• Given instruction
Repeat, exactly and completely, the entries shown underneath.
####################
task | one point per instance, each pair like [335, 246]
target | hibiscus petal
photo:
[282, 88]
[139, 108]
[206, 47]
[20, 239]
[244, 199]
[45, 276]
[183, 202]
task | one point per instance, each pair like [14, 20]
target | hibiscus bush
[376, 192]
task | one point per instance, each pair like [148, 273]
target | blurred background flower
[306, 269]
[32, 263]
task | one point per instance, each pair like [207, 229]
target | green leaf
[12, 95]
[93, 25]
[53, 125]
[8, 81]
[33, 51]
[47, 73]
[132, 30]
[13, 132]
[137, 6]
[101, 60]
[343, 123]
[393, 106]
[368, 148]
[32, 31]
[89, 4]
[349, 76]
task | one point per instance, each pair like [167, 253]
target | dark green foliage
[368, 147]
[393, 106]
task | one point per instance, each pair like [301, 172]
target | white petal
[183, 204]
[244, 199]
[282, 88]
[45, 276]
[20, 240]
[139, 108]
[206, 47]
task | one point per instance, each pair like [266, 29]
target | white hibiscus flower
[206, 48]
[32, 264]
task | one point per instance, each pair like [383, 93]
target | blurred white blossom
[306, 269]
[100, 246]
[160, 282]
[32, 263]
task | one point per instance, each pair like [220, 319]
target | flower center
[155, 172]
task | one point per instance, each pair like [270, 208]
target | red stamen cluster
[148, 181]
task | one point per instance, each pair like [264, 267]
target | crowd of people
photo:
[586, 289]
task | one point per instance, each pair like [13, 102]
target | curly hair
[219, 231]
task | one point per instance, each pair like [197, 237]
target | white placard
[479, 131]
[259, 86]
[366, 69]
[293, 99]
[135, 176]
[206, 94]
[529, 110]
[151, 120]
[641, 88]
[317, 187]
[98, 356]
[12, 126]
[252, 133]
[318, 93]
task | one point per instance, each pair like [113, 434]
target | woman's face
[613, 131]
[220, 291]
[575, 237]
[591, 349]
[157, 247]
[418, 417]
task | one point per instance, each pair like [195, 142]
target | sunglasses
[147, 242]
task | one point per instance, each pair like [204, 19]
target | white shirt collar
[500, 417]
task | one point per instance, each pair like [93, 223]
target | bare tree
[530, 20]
####################
• Reply to the task
task | one point per instance, each pair like [335, 246]
target | hibiscus petal
photo:
[282, 88]
[139, 108]
[206, 47]
[20, 239]
[244, 199]
[45, 276]
[183, 202]
task | one point per instance, each pair like [14, 20]
target | hibiscus bush
[376, 192]
task | one point per instance, each pair like [148, 273]
target | blurred background flower
[306, 269]
[32, 263]
task | one point per instance, each pair like [207, 229]
target | green leaf
[12, 95]
[93, 25]
[53, 125]
[8, 81]
[33, 51]
[47, 73]
[132, 30]
[13, 132]
[137, 6]
[101, 60]
[343, 123]
[393, 106]
[368, 148]
[32, 31]
[89, 4]
[349, 76]
task | one point per instance, each pair like [167, 253]
target | dark green foliage
[368, 147]
[393, 106]
task | one point per instance, each pair like [301, 172]
target | white petal
[183, 204]
[244, 199]
[282, 88]
[45, 276]
[20, 240]
[139, 108]
[206, 47]
task | one point per instance, each pair like [266, 29]
target | white hibiscus flower
[206, 48]
[32, 264]
task | one point per instance, each pair like [383, 93]
target | blurred white blossom
[306, 269]
[100, 246]
[160, 282]
[32, 263]
task | one point per instance, each pair like [220, 319]
target | flower center
[155, 172]
task | one point per instance, each pair like [270, 208]
target | red stamen cluster
[148, 181]
task | one point per instance, each pair like [264, 267]
target | crowd of people
photo:
[586, 289]
task | one point per instance, each pair like [13, 102]
target | curly hair
[219, 231]
task | one point per instance, each pair like [197, 237]
target | white placard
[479, 131]
[259, 86]
[366, 69]
[293, 99]
[135, 176]
[206, 94]
[529, 110]
[151, 120]
[641, 88]
[317, 187]
[98, 356]
[12, 126]
[252, 133]
[318, 93]
task | one point per instance, each pair like [113, 434]
target | woman's face
[613, 131]
[220, 291]
[575, 237]
[591, 349]
[157, 247]
[418, 417]
task | one point per instance, each pair like [195, 142]
target | sunglasses
[147, 242]
task | one point per instance, each pair like [204, 19]
target | white shirt collar
[500, 417]
task | one point per instance, each pair like [93, 223]
target | bare tree
[530, 20]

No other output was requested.